## TASK BRIEF
Output exactly the lines below, starting with the line that has "[locate] the chimney" and going on through the line that has "[locate] the bare", both included, and no other lines.

## EXTRACTED INFORMATION
★ ★ ★ ★
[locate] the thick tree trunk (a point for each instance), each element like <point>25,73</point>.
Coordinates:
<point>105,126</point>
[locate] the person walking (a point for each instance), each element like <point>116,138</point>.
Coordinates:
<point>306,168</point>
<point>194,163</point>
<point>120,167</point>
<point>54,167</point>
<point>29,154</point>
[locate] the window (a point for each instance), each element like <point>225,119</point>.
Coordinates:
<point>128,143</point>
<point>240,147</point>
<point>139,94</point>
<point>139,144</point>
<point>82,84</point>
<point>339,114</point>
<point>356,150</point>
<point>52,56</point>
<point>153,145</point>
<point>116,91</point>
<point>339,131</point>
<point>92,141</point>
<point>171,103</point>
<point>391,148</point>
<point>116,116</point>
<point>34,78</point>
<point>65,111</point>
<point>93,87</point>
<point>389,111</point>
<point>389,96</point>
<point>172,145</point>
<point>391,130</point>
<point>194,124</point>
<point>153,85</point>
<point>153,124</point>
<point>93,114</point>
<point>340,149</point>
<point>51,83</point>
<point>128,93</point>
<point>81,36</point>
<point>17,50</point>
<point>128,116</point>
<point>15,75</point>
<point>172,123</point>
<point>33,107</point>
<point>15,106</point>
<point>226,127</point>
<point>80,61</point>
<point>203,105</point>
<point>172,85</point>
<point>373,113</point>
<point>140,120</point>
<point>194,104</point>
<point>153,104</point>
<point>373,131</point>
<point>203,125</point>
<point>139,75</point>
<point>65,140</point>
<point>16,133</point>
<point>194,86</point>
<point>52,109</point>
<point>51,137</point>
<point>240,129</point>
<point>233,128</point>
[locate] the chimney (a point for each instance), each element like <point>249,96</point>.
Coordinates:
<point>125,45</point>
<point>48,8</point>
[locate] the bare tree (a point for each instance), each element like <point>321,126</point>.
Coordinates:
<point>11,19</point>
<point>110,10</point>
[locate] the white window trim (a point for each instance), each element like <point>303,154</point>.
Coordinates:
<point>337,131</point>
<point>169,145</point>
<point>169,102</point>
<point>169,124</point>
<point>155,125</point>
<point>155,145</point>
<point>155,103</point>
★ ★ ★ ★
## TASK OUTPUT
[locate] the chimney (a point for each instance), each element like <point>249,96</point>.
Coordinates:
<point>125,45</point>
<point>48,8</point>
[locate] the bare tree (a point for each instance), each element like <point>321,126</point>.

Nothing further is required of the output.